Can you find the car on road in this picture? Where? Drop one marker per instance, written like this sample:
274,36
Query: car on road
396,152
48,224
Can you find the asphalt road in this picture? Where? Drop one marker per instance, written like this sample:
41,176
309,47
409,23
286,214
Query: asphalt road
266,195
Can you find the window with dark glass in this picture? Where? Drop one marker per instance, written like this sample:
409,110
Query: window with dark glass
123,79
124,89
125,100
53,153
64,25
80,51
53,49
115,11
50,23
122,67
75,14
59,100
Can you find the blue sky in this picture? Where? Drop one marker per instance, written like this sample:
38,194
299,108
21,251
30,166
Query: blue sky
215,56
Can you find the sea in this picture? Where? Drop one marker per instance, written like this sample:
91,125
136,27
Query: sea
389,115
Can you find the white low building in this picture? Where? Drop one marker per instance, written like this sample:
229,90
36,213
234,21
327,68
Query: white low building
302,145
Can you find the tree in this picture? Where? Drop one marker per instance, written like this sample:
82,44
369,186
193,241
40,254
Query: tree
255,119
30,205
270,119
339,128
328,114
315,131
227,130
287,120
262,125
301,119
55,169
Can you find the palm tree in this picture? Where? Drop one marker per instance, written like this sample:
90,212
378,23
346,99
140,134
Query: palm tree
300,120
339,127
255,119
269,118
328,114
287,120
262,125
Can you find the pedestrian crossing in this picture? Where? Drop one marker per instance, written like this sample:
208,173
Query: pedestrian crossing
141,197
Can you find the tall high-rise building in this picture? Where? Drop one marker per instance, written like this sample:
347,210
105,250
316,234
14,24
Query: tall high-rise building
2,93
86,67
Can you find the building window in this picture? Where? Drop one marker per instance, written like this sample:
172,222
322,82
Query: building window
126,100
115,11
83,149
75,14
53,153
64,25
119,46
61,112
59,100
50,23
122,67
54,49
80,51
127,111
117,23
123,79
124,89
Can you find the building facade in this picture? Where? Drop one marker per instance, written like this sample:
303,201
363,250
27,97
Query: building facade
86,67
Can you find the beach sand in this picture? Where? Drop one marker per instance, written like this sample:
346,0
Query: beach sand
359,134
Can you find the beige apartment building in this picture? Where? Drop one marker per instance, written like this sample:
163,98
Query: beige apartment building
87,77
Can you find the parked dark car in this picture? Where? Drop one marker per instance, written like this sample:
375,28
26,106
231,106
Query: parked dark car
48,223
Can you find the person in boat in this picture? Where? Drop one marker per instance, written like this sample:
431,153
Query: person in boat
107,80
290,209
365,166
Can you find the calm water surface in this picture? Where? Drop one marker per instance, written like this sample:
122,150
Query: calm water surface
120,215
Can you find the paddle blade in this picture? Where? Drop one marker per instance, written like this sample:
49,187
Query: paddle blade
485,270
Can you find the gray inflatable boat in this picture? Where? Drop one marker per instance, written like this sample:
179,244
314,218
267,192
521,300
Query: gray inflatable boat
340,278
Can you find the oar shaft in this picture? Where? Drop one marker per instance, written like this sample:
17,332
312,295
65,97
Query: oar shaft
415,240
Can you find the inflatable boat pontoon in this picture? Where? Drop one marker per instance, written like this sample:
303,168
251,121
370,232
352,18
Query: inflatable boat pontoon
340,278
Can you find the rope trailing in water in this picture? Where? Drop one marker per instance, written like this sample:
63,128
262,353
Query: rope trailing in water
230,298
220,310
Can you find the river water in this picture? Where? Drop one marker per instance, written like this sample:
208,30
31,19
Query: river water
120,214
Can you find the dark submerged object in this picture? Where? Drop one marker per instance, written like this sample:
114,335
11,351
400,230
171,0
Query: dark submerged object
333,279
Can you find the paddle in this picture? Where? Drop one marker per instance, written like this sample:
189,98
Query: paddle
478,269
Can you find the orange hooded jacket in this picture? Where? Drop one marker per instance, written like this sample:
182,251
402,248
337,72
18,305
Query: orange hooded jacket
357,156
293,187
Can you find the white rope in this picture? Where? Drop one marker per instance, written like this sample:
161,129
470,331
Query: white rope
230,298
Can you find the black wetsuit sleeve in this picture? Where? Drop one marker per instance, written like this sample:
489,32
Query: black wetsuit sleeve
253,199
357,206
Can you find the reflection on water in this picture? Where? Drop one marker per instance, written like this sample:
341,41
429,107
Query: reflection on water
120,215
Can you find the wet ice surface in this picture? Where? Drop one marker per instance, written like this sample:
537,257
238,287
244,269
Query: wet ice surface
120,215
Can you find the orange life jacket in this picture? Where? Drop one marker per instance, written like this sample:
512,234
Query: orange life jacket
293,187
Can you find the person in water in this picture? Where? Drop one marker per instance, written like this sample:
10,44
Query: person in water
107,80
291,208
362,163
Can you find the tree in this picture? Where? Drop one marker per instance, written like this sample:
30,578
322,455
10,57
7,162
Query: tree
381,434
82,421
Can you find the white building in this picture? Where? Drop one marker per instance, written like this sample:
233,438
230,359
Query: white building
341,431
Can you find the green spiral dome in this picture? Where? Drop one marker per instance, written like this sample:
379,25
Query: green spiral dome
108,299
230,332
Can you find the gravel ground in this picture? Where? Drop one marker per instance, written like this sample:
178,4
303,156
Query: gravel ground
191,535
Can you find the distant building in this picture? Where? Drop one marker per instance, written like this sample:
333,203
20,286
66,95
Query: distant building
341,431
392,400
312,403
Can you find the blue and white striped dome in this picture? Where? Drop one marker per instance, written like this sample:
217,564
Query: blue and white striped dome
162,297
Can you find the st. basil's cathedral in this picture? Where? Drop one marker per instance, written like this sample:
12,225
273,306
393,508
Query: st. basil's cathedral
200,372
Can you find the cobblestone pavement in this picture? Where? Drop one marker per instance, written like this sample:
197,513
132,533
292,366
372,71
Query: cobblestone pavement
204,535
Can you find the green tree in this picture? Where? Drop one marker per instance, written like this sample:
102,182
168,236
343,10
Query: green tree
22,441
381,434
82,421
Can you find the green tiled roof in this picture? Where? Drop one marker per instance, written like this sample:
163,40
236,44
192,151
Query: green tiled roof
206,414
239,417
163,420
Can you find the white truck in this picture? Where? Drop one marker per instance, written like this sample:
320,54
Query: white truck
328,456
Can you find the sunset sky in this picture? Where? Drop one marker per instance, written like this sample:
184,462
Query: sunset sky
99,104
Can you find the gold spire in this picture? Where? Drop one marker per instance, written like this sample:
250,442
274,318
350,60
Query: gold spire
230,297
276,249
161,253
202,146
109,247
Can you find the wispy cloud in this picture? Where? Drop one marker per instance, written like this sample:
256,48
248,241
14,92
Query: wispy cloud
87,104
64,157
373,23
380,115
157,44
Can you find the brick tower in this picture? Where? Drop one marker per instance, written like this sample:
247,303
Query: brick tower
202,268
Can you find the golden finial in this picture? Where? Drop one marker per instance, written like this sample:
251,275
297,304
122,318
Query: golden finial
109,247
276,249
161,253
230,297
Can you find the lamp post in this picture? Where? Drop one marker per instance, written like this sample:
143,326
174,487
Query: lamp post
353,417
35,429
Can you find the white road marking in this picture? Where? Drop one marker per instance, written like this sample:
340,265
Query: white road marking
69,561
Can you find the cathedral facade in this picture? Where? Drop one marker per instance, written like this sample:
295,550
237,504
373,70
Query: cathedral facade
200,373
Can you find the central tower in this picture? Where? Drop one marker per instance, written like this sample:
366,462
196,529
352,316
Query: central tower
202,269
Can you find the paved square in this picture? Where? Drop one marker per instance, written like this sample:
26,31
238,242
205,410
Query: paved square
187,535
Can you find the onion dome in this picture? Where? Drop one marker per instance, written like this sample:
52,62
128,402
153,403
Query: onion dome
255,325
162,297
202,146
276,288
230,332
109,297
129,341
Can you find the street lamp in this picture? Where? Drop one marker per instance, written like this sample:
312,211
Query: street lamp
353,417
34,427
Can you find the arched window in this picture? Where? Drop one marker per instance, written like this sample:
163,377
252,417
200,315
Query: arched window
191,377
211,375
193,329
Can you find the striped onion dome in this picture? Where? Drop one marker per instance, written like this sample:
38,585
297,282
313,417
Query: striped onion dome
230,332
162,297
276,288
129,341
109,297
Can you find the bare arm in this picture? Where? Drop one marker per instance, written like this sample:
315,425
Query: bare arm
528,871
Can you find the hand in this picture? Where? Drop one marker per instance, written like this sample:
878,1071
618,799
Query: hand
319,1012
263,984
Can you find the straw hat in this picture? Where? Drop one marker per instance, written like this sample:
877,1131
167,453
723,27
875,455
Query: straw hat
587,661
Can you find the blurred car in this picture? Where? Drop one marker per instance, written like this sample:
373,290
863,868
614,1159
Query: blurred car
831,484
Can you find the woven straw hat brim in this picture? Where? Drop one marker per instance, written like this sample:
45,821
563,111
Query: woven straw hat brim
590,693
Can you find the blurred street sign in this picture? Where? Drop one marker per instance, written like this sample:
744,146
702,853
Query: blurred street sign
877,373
========
* [Exercise brief]
Only the lines from the one containing "Can you find the street" through the end of the entries above belong in the answer; repeat them exactly.

* [Solution to the exercise]
Can you find the street lamp in this picture? Where? Drop one marker per instance, written like this sample:
312,211
Query: street lamp
353,417
34,427
Can you find the arched window in this picture? Where? Drop one marker per instance, written like this sample:
163,377
252,417
200,315
Query: arched window
191,377
211,375
193,329
Can you find the striped onion dome in this picture? Where? Drop one marker per instance, written like this sample:
38,585
297,282
313,417
Query: striped onion dome
230,332
162,297
276,288
129,341
109,297
Can you find the bare arm in this picture? Where? Drop one marker per instance, written like this sample:
315,425
Query: bare arm
528,871
Can you find the hand in this picture? Where? Drop one marker per instance, written like this sample:
878,1071
618,799
Query: hand
319,1012
263,984
Can you find the straw hat in this picture? Where? Drop one marker per instance, written like this sample:
877,1131
167,453
723,27
875,455
Query: straw hat
587,661
Can you find the blurred car in this picture? Where? Drop one marker per instance, written like this sample:
373,290
863,868
614,1159
Query: blurred car
831,484
Can you find the woven straw hat brim in this picture? Where? Drop one marker per instance, written like this sample:
45,821
563,111
Query: woven straw hat brim
590,693
Can you find the blurred street sign in this picture? Where? Drop one marker per instance, written like this sample:
744,146
702,853
Query: blurred street sign
877,373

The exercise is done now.